**TASK INSTRUCTIONS**: Check the listing below for lines with the word "island" and say how many there are, with nothing but the number.
++++ AVAILABLE DATA ++++
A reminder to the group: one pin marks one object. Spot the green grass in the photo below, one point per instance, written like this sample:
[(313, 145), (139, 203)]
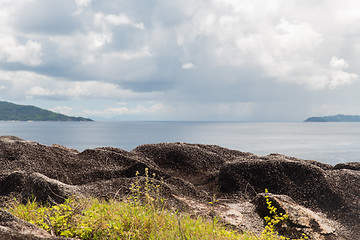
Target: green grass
[(140, 216), (100, 219)]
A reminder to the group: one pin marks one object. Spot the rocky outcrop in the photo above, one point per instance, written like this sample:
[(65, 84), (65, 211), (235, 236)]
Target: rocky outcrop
[(321, 200)]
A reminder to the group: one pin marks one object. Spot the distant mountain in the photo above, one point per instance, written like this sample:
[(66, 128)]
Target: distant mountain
[(10, 111), (336, 118)]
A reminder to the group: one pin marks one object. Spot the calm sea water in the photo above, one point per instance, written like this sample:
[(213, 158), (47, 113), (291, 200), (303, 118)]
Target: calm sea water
[(326, 142)]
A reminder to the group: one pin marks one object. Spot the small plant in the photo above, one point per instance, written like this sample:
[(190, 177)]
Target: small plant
[(275, 220), (140, 216)]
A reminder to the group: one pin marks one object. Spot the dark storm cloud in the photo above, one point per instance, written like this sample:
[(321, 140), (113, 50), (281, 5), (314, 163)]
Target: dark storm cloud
[(221, 60)]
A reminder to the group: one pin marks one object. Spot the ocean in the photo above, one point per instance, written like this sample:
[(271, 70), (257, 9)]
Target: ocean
[(329, 143)]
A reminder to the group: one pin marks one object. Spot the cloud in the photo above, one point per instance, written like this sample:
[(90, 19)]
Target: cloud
[(188, 66), (29, 85), (104, 21), (11, 50), (138, 110), (62, 109)]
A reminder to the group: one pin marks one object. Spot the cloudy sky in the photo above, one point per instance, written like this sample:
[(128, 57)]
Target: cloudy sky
[(248, 60)]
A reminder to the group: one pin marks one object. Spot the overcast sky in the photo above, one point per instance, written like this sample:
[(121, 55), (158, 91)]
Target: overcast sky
[(249, 60)]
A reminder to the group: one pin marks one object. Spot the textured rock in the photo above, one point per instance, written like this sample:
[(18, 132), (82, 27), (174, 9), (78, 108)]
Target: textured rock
[(321, 200)]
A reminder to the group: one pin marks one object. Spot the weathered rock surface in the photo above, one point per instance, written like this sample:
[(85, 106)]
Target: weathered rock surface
[(321, 200)]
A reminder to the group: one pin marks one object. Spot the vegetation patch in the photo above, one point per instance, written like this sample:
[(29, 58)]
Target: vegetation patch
[(142, 215)]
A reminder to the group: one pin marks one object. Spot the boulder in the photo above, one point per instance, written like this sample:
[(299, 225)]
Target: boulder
[(321, 200)]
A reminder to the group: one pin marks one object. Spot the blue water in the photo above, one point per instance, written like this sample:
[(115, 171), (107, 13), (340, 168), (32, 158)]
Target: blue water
[(326, 142)]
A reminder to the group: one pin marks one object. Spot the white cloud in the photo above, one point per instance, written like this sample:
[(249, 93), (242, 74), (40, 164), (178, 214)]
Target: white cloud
[(82, 3), (24, 84), (338, 63), (188, 65), (29, 53), (138, 110)]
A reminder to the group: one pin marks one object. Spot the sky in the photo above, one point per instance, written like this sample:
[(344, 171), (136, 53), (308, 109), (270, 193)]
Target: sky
[(182, 60)]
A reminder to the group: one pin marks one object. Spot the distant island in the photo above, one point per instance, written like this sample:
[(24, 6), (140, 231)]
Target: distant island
++++
**WRITTEN SOLUTION**: 2